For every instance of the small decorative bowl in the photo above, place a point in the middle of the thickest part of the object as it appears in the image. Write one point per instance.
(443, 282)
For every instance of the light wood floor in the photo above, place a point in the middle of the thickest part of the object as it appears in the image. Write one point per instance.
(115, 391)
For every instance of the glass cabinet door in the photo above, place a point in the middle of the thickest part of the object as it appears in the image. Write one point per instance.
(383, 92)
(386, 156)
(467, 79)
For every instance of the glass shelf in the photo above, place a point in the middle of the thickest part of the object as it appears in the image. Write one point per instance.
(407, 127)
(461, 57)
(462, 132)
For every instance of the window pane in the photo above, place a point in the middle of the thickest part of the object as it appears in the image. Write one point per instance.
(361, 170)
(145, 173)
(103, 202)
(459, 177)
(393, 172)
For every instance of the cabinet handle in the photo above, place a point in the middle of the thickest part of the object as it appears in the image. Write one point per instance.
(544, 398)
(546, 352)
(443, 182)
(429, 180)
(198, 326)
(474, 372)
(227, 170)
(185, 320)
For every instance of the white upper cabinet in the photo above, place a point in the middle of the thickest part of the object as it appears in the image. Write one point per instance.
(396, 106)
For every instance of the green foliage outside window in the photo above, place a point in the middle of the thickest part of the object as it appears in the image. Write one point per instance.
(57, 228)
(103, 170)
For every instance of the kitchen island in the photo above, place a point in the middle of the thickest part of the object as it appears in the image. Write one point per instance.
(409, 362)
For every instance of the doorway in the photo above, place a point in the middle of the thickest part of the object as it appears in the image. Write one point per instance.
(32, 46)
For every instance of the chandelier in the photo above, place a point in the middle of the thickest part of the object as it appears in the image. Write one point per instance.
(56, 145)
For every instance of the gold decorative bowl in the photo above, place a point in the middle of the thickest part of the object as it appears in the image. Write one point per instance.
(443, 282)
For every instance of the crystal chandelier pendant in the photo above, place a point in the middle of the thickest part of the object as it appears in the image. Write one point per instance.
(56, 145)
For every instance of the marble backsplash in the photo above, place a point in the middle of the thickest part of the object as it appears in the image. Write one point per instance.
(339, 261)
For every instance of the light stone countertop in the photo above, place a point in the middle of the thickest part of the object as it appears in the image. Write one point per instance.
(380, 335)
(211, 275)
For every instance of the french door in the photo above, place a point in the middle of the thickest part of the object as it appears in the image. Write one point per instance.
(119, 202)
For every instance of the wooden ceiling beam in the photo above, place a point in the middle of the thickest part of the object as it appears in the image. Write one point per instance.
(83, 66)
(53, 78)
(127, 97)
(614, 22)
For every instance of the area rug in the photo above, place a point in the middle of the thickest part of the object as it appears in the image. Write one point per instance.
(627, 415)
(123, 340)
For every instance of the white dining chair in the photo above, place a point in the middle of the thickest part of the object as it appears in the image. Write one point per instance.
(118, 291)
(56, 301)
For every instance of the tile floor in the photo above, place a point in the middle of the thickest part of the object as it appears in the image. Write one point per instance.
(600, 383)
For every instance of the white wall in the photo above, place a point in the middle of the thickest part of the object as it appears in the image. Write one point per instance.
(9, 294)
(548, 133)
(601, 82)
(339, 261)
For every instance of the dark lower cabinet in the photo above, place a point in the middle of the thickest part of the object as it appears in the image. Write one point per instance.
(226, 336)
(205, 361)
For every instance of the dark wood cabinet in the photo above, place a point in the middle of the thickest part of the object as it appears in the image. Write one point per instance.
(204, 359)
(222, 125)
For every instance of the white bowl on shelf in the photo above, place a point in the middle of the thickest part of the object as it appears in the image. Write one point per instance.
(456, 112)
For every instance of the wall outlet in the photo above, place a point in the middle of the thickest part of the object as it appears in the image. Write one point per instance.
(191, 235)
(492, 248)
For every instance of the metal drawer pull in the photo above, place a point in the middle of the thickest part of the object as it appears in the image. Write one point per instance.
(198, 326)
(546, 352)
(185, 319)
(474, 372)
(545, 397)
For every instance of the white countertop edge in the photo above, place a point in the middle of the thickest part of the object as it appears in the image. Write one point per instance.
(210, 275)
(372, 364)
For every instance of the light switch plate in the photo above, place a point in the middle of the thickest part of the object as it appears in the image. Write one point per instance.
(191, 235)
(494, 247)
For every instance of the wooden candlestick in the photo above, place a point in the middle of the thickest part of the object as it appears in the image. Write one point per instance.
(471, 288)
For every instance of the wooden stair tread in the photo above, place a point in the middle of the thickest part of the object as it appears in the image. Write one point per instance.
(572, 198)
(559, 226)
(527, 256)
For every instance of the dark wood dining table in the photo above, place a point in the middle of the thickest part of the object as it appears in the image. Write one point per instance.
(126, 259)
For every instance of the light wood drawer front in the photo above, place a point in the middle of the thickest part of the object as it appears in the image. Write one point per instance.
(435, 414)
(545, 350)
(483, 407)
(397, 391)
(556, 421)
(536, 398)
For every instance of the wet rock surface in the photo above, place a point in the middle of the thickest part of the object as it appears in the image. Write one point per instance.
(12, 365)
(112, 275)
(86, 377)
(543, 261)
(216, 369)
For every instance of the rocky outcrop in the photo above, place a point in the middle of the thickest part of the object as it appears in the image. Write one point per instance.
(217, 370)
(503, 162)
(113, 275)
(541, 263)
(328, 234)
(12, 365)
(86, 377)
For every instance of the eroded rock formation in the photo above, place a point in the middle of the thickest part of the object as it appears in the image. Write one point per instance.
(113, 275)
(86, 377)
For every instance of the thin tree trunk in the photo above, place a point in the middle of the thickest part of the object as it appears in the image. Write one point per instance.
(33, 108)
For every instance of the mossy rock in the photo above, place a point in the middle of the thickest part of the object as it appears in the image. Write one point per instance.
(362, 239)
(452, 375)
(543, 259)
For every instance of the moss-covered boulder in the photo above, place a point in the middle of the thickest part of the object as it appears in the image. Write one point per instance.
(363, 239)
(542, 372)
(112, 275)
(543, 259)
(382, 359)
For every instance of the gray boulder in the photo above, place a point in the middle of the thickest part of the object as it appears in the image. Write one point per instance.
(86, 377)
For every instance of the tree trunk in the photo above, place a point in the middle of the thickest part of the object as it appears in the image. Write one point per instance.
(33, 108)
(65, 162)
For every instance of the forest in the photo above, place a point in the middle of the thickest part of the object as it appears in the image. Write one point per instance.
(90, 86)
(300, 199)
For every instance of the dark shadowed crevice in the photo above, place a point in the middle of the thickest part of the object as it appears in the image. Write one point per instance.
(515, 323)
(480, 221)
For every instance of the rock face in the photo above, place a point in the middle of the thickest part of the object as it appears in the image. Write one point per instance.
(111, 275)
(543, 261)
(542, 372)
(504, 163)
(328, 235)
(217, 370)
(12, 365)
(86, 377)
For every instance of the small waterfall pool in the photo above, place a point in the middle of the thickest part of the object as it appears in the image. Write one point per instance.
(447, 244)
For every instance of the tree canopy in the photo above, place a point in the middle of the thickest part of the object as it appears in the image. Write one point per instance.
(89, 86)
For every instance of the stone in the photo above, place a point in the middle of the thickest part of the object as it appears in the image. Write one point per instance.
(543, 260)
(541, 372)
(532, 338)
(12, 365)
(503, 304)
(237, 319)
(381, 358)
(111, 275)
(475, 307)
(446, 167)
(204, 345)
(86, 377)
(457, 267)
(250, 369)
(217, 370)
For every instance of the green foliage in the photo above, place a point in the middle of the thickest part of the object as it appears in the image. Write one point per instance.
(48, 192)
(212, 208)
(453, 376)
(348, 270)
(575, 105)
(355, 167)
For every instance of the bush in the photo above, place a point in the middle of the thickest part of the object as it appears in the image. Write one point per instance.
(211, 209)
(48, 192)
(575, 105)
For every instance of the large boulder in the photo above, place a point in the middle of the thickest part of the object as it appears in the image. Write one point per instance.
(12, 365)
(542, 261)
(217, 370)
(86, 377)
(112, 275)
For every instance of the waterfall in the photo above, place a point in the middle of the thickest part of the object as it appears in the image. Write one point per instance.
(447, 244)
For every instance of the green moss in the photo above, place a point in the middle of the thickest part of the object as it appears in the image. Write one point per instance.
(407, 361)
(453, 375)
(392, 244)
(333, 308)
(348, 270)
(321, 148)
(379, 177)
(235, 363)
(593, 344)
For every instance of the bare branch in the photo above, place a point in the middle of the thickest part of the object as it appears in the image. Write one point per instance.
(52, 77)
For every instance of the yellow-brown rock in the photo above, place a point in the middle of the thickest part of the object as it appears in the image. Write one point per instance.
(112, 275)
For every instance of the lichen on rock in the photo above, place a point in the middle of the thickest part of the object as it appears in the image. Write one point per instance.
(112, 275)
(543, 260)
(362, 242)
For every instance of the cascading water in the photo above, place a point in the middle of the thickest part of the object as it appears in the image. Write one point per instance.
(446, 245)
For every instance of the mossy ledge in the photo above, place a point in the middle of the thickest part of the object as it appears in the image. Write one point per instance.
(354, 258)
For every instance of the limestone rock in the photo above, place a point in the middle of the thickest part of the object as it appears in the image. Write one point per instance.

=====

### WHAT TO DO
Repeat word for word the lines above, starting at the line that contains "For every instance of the mossy ledge" and ending with the last line of the entries, both ends included.

### RESULT OF THE TASK
For every instance of the mossy ledge in the photo above, place a point in the middle of the thickest part of the object as it appears in the image. Write one point per instance.
(354, 258)
For every instance of the limestone rock in the photo above, place a point in the middle of the thickest part of the object as it appears in the image. Write one point per instance.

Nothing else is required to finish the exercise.